**Task directions**
Could you rewrite everything from "Run through the image above and flag every falling" down to "[352, 85, 377, 102]", with "falling petal" replaced by "drifting petal" and the rest of those records left unchanged?
------ Input data ------
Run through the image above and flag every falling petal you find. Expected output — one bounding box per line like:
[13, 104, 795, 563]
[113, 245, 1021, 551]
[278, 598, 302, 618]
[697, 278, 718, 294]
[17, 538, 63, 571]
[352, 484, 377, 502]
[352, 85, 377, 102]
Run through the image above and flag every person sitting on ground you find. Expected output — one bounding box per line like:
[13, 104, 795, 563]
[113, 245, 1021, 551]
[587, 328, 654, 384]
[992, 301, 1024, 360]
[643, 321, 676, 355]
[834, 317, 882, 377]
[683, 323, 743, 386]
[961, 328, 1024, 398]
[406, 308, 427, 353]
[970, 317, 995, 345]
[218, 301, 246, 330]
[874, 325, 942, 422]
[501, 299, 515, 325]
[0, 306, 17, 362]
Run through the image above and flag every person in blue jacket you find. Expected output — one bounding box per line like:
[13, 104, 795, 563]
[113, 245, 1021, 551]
------
------ Input data ------
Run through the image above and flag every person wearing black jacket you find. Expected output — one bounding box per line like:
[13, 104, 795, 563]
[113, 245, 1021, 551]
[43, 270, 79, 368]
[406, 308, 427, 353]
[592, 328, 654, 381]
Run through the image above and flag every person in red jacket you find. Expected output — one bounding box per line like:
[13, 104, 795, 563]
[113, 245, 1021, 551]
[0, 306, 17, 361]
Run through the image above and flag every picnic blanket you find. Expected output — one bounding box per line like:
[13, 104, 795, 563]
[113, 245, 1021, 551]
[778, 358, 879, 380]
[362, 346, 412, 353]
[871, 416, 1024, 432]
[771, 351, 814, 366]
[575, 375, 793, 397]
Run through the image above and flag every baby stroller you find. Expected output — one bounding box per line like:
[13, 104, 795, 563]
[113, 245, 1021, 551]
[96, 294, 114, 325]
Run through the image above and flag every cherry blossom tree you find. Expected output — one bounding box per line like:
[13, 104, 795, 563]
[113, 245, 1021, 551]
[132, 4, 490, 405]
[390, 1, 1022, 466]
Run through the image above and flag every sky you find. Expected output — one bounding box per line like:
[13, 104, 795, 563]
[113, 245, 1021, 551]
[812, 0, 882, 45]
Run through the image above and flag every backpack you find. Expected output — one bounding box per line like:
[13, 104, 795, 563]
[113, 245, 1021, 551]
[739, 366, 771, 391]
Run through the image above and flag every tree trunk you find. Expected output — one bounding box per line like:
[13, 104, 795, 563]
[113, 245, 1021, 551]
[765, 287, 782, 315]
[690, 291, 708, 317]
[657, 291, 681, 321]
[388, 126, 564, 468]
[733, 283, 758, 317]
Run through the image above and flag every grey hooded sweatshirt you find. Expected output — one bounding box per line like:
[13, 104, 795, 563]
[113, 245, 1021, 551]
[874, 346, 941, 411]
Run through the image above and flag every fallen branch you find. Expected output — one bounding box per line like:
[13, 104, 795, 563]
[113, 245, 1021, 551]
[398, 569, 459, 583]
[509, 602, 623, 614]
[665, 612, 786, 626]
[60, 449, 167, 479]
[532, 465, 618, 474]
------
------ Input data ------
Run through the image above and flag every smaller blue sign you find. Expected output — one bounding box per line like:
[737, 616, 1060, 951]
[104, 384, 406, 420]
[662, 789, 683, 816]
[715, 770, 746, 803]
------
**Correct result**
Run through the image above and flag every drifting petal you find. Expected output — one bounding box per line like:
[13, 104, 795, 563]
[113, 245, 1021, 551]
[278, 598, 302, 618]
[697, 278, 718, 294]
[17, 538, 63, 571]
[352, 484, 377, 502]
[352, 85, 377, 102]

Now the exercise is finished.